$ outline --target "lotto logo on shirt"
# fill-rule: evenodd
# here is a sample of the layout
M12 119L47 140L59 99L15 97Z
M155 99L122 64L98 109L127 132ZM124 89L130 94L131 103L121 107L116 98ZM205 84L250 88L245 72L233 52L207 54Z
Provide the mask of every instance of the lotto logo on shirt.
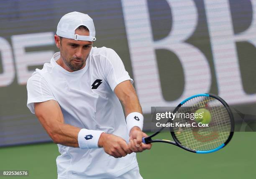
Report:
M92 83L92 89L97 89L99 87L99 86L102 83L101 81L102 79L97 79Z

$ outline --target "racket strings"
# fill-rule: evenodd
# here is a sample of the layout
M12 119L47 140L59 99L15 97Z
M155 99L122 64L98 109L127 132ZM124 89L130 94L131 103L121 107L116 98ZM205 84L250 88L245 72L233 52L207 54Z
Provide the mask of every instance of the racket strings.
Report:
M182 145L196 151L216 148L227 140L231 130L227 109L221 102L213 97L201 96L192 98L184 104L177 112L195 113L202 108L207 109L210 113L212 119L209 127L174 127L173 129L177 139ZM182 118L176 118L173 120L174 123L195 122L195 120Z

══════════

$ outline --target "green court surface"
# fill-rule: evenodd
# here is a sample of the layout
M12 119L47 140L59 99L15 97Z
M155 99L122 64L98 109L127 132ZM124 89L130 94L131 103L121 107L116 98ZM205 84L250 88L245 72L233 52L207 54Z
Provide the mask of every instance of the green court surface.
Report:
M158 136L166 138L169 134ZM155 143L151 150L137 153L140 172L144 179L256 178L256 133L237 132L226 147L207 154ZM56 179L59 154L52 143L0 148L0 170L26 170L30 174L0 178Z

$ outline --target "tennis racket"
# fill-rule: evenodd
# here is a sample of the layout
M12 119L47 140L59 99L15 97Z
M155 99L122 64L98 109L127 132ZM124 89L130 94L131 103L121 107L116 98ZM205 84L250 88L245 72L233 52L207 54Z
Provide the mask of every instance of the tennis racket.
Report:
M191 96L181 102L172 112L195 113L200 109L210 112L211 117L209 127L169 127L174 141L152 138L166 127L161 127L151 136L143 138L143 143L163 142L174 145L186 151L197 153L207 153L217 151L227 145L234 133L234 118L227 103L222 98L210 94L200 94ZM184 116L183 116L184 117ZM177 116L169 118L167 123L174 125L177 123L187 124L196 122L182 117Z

══════════

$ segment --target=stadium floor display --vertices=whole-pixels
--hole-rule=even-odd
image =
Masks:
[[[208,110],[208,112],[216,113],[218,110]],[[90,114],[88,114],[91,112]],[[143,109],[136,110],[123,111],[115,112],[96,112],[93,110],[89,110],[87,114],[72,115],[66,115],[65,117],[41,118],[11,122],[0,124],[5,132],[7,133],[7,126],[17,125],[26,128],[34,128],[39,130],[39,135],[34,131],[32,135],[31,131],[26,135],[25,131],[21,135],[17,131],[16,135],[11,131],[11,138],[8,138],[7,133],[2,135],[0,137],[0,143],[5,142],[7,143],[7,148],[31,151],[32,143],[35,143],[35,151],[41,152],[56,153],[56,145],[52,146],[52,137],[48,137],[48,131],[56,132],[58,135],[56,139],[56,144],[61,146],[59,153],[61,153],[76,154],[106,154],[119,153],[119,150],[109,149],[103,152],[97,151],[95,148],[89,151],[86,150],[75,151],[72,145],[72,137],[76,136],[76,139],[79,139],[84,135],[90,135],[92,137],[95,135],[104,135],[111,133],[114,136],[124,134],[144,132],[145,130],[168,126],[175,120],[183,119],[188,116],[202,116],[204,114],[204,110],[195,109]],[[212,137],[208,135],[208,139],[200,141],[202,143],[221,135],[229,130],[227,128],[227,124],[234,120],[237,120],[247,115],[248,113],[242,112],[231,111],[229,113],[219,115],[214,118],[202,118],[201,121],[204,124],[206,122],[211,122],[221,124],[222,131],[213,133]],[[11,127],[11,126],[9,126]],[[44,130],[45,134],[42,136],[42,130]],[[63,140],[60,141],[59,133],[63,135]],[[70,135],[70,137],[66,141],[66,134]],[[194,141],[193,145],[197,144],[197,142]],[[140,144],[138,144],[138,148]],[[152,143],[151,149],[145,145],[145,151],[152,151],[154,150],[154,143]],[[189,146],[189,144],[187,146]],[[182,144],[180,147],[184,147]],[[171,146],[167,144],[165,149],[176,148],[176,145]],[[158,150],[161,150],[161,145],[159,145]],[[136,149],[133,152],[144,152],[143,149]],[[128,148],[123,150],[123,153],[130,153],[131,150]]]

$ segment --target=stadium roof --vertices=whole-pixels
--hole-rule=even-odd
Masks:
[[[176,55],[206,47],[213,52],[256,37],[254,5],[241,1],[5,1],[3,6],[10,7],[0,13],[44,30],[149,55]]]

══════════

Count the lines in the items above that contain the word "every", matching case exactly. Reply with the number only.

Task output
4